Image point grounding data:
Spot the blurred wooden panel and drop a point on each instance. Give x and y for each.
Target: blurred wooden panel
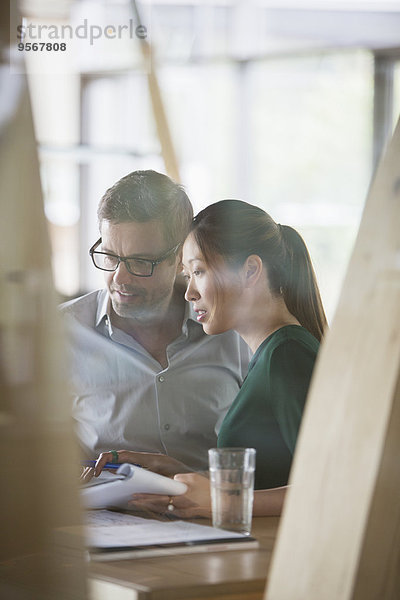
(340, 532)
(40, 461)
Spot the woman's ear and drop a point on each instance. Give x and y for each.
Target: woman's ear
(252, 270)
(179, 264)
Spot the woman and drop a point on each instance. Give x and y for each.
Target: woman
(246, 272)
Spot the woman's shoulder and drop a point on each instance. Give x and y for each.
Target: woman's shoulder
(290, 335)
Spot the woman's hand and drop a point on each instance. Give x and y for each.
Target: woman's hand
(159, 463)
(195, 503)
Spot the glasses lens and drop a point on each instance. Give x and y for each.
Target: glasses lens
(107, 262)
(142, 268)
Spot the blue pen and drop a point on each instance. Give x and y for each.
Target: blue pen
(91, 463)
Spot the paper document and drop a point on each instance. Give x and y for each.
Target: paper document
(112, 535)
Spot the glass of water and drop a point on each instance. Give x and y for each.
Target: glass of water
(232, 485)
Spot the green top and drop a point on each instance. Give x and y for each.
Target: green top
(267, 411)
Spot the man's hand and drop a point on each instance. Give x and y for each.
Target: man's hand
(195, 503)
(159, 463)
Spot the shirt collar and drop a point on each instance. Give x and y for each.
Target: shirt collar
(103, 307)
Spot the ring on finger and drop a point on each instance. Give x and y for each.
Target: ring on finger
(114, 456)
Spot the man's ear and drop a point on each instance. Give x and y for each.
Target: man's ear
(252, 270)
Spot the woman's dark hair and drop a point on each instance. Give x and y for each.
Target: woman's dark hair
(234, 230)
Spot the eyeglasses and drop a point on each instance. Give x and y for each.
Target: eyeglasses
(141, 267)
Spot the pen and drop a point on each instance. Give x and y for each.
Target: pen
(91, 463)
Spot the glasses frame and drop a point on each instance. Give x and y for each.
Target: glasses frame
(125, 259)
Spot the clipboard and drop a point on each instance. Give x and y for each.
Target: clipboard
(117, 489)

* * *

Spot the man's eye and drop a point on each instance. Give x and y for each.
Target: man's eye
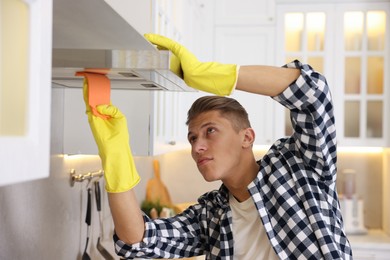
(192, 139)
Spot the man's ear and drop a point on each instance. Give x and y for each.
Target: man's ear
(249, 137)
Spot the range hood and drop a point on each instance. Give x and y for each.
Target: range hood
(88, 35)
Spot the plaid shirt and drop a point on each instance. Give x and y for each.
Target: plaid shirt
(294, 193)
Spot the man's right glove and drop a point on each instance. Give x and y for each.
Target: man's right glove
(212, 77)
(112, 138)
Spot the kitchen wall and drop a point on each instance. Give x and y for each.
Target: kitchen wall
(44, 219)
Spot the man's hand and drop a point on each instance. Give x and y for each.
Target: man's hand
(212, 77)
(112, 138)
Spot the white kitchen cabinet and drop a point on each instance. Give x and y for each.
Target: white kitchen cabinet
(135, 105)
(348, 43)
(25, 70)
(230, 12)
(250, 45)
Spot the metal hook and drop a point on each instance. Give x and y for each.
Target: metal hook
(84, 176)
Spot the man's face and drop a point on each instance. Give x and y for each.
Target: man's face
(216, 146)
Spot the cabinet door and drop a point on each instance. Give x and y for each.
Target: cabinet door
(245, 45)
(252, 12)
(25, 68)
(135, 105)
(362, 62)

Instructions for the task:
Please copy the lines above from the line with "Target: glass of water" up to and including the line with "Spot the clipboard", exactly as written and with nothing else.

Result of the exercise:
Target: glass of water
(232, 485)
Spot the green top and drop a point on each instance. Give x and y for each.
Target: green top
(267, 411)
Spot the man's hand and drop a point on each instance. Give x and y for each.
Target: man's hand
(195, 503)
(159, 463)
Spot the shirt collar and drop a point on each instance. Give x and y for each.
Target: shirt collar
(103, 307)
Spot the ring on finger and drop a point on each instance. Give x and y for each.
Target: ring on finger
(114, 456)
Spot the man's ear and drop a point on each instance. Give x and y for each.
Target: man's ear
(252, 270)
Spot the woman's dark hair and drop a point on each instance. Give x and y for each.
Target: woman's dark hair
(234, 230)
Spot the eyeglasses and drop a point on each instance. Give x and y for each.
Target: eyeglasses
(141, 267)
Spot the pen and drop a point on each instance. Give x and y for each.
Target: pen
(91, 463)
Spot the glasses frame and drop a point on each instance. Give x and y for each.
Target: glasses frame
(125, 259)
Spot the clipboard and drop a point on each instance. Give x and y for each.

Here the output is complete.